But how could he assist Diem in setting up a unified nationalist
government in the south when none of the hundreds of sects, with their
clandestine organizations, competing ideologies and armed camps, were
interested in supporting a new government? Lansdale knew that Diem
initially controlled virtually nothing and needed to quickly solidify
his grip on power and improve the functioning of his government.
Realizing that the army was the strongest and the only unifying factor
in bringing a nationalist government to Vietnam, Lansdale set to work,
conferring with officials such as Defense Minister Phan Huy Quat and
General Nguyen Van Hinh, chief of staff of the Vietnamese National Army.
Lansdale became an unofficial adviser to Captain Pham Xuan Giai, head
of the 5th Bureau (G-5), the psychological warfare department of the
Vietnamese army general staff, and immediately set about to establish a
school to train the Vietnamese troops in psywar as well as to enhance
their image among the Vietnamese people.
Lansdale fervently believed it was necessary for Diem's government to
appeal directly to the Vietnamese population, and he planned to employ
classic psywar tactics to enhance those efforts. "If the Viet Minh have
sold the idea of being anti-French, the Vietnamese can sell the idea of
being anti-Chinese and prove that the Viet Minh are controlled by
Chinese," he had written in a memorandum. Lansdale was convinced that
the Viet Minh had waged a successful psychological campaign by
word-of-mouth, and he was determined to counteract it through the use of
his own word-of-mouth rumors, black leaflets and other psywar methods.

Work instructions:
**1.** In the passage about Lansdale, who headed the 5th Bureau (G-5)?
**2.** Condense the paragraph of the passage about Lansdale that opens with "Lansdale fervently believed" into a shorter version that keeps its main facts.
**3.** Reproduce the passage about Lansdale word for word, beginning at the words "But how could" and stopping after "of his government.".
The data that follow are separate material from the passage about Lansdale.

Records provided:
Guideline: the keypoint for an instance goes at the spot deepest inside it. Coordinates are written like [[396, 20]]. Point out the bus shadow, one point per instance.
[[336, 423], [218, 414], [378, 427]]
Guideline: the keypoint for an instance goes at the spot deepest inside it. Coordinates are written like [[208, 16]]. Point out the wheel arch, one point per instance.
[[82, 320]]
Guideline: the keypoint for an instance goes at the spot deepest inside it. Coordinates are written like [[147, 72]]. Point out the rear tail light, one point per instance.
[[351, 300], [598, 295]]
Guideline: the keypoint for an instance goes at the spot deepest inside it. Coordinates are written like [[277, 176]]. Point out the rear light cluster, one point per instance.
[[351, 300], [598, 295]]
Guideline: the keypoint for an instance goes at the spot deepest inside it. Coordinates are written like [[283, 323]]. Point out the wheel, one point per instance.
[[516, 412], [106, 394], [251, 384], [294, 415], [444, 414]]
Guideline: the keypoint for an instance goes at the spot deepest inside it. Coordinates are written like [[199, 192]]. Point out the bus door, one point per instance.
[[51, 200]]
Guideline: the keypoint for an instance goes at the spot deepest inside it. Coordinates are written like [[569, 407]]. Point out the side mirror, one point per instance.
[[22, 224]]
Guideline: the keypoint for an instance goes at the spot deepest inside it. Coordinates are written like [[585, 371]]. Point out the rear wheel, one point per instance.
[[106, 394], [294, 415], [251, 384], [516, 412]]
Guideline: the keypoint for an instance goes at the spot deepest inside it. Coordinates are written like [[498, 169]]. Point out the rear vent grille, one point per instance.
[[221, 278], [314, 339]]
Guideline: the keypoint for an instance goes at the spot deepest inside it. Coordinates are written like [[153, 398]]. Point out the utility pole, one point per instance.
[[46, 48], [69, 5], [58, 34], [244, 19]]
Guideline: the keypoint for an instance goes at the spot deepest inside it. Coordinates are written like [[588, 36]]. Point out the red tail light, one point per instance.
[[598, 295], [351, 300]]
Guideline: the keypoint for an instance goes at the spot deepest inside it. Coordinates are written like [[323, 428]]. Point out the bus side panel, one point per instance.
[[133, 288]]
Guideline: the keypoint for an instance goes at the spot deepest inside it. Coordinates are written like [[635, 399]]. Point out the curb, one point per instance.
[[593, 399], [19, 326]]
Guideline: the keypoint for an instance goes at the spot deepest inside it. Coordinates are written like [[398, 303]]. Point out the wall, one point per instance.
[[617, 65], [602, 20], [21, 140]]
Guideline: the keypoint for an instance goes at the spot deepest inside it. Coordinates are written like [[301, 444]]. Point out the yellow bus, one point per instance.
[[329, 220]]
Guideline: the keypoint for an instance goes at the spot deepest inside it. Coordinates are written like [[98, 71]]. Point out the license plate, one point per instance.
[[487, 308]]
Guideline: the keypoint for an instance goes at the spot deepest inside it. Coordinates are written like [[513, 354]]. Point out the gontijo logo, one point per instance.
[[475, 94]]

Results of the exercise:
**1.** Captain Pham Xuan Giai headed the 5th Bureau (G-5).

**2.** Lansdale believed Diem's government had to appeal directly to the Vietnamese population, and he planned to support this with classic psywar tactics. In a memorandum, he wrote that if the Viet Minh had sold the idea of being anti-French, the Vietnamese could sell the idea of being anti-Chinese and prove that the Chinese controlled the Viet Minh. Convinced that the Viet Minh had run a successful word-of-mouth psychological campaign, he intended to counter it with his own rumors, black leaflets, and other psywar methods.

**3.**
But how could he assist Diem in setting up a unified nationalist
government in the south when none of the hundreds of sects, with their
clandestine organizations, competing ideologies and armed camps, were
interested in supporting a new government? Lansdale knew that Diem
initially controlled virtually nothing and needed to quickly solidify
his grip on power and improve the functioning of his government.